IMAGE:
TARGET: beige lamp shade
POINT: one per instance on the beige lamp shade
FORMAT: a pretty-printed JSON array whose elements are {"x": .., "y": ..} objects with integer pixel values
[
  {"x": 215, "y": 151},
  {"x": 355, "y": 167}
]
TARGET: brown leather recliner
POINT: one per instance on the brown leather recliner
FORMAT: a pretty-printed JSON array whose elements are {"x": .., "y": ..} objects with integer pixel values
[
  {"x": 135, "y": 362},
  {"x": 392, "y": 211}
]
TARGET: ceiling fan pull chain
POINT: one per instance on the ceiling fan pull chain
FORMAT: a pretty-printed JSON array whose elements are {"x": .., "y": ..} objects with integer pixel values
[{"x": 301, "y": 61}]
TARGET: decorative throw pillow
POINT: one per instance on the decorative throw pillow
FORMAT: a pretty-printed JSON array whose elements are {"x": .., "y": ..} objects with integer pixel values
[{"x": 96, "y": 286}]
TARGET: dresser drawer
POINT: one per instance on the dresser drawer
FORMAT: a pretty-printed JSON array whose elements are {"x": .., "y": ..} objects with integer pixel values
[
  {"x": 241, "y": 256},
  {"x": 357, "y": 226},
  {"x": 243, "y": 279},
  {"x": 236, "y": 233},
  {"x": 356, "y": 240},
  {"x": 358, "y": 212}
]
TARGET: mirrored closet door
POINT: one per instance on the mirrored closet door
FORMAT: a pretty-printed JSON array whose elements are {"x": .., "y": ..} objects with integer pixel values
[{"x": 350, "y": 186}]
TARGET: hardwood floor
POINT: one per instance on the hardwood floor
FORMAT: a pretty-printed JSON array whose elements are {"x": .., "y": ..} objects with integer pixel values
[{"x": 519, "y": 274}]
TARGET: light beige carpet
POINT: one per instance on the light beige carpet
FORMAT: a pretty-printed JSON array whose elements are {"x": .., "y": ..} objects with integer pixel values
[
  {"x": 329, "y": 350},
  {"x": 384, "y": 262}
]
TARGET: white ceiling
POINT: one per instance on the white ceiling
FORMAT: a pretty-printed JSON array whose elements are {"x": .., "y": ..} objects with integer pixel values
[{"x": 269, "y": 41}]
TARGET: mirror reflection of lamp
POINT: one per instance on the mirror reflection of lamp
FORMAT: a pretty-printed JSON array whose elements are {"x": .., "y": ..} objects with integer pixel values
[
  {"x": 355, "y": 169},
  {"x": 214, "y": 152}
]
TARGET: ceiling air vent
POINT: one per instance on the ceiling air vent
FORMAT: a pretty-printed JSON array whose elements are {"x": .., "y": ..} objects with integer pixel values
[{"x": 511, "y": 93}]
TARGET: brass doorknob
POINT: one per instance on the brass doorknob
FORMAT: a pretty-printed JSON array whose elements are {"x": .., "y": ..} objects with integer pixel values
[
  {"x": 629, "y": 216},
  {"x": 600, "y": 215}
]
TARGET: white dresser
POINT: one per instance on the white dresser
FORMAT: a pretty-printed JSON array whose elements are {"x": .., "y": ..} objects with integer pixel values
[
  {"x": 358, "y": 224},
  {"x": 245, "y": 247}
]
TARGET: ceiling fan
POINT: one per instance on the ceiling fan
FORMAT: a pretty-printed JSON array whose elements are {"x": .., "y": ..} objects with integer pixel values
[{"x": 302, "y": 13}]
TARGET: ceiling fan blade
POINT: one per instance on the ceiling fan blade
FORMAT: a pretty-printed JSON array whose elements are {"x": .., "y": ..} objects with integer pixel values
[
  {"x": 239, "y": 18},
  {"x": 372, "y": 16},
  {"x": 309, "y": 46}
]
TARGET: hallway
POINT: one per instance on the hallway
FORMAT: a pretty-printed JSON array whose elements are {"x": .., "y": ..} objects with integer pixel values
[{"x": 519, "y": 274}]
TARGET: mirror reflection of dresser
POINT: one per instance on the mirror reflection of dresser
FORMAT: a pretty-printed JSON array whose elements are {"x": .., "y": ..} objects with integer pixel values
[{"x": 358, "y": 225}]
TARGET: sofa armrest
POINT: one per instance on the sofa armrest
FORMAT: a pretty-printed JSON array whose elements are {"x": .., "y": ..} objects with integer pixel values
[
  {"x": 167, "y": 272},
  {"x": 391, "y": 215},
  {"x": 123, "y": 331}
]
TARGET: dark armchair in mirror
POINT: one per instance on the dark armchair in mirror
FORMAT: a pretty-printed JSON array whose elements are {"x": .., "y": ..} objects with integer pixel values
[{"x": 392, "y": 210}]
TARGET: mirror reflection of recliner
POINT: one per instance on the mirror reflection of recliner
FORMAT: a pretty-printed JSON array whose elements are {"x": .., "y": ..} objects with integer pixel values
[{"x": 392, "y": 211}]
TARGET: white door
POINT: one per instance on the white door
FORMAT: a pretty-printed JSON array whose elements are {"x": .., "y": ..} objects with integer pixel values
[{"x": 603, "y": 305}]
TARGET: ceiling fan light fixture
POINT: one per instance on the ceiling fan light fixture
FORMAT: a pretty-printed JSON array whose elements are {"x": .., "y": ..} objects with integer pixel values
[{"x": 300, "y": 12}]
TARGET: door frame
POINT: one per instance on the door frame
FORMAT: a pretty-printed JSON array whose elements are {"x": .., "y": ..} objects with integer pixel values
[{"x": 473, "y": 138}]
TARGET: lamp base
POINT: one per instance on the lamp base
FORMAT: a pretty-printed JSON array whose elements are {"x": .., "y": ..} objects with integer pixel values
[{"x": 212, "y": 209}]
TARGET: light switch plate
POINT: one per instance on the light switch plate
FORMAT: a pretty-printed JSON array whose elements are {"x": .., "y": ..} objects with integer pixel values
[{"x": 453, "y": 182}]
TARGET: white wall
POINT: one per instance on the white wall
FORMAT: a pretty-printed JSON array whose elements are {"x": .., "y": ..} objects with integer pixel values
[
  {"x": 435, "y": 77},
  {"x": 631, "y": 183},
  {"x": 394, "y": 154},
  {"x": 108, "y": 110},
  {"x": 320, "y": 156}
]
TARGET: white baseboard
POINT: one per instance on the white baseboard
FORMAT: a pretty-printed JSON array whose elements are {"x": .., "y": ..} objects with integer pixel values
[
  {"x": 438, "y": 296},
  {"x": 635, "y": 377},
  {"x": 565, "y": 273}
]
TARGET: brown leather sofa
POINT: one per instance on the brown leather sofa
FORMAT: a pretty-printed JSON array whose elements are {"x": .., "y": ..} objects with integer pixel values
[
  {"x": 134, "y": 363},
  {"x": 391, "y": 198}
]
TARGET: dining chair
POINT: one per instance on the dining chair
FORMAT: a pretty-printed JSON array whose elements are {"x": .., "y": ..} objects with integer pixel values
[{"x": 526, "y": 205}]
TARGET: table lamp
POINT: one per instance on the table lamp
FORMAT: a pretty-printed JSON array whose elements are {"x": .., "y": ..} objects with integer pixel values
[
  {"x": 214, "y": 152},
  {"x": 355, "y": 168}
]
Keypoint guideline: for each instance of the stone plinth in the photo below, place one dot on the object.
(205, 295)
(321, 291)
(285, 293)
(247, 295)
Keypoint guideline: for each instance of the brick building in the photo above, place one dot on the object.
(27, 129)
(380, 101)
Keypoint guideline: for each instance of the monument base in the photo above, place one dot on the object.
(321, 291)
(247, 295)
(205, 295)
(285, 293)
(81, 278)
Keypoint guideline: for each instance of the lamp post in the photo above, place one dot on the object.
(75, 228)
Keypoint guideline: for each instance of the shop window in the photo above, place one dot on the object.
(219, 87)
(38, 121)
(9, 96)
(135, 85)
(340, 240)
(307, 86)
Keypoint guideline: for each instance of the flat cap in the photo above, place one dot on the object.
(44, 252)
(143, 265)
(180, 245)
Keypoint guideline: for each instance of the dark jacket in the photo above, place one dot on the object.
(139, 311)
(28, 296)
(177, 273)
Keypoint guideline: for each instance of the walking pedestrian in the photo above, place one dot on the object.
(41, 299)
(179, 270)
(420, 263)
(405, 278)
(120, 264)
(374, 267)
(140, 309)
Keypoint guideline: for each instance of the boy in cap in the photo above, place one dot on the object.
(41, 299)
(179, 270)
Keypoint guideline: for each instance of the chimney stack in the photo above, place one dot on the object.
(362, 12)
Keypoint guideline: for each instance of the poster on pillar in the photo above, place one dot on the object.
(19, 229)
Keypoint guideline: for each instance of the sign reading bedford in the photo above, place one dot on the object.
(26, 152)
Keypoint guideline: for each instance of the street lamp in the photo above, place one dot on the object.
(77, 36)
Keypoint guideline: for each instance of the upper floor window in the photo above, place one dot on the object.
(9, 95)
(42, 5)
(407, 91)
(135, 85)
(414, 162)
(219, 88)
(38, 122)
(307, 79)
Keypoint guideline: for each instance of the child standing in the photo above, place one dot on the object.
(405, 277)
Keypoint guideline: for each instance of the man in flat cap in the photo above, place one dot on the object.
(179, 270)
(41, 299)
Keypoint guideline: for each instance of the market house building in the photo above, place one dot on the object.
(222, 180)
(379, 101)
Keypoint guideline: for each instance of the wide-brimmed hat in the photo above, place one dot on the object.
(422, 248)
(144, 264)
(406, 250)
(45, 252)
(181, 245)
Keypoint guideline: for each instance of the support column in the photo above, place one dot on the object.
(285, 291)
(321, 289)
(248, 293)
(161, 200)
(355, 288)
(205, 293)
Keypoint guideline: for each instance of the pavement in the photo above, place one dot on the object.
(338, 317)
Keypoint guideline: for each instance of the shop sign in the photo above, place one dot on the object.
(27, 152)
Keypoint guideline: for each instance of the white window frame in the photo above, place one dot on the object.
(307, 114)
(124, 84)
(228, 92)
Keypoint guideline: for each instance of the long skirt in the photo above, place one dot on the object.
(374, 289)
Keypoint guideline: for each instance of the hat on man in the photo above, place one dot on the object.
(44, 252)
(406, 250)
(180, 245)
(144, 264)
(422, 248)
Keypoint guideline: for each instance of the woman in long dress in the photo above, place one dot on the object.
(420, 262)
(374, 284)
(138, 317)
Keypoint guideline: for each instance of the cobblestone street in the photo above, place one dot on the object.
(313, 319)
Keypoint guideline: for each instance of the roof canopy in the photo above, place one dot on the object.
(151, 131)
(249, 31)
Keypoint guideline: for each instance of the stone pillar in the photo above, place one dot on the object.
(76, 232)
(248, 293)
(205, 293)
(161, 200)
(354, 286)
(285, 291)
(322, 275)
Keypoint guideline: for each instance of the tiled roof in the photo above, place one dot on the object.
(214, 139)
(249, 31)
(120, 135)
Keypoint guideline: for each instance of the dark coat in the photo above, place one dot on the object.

---*---

Find the line that contains "Keypoint guideline: for each instance of the long". Repeat it and every line after it, exactly as written, up to and including the last line of the records above.

Keypoint guideline: for each instance of the long skirt in the photo above, place one dot on the object.
(374, 289)
Keypoint guideline: for each instance of the hat on man in the photo above, place one dot on the object.
(44, 252)
(406, 250)
(180, 245)
(144, 264)
(422, 248)
Keypoint guideline: for each instance of the woman in long dress in the photo above, place one dot on the object.
(420, 262)
(374, 284)
(138, 317)
Keypoint guideline: for each instance of the cobblestone street in the photo above, place one dot on the object.
(313, 319)
Keypoint guideline: for each instance of the roof canopy in the photo above, place one dot on the object.
(151, 131)
(249, 31)
Keypoint guideline: for each instance of the stone pillar in the photo above, place one dot on the object.
(76, 232)
(248, 293)
(205, 293)
(161, 200)
(354, 286)
(285, 291)
(322, 275)
Keypoint guideline: for each instance of the tiled roof in the photo above, place one dot on the object.
(214, 139)
(249, 31)
(120, 135)
Keypoint guideline: for each instance of the dark coat in the photo above, place one dot on the object.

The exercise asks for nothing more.